TASK PROMPT: Copy each of the following entries line for line, with no changes of any kind.

===== ENTRIES PROVIDED =====

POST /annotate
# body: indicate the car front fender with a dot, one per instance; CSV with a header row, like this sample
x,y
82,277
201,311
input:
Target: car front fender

=====

SOLUTION BELOW:
POST /annotate
# body: indicate the car front fender with a dot, one per instance; CSV with a header row, like this sample
x,y
82,277
201,311
input:
Target: car front fender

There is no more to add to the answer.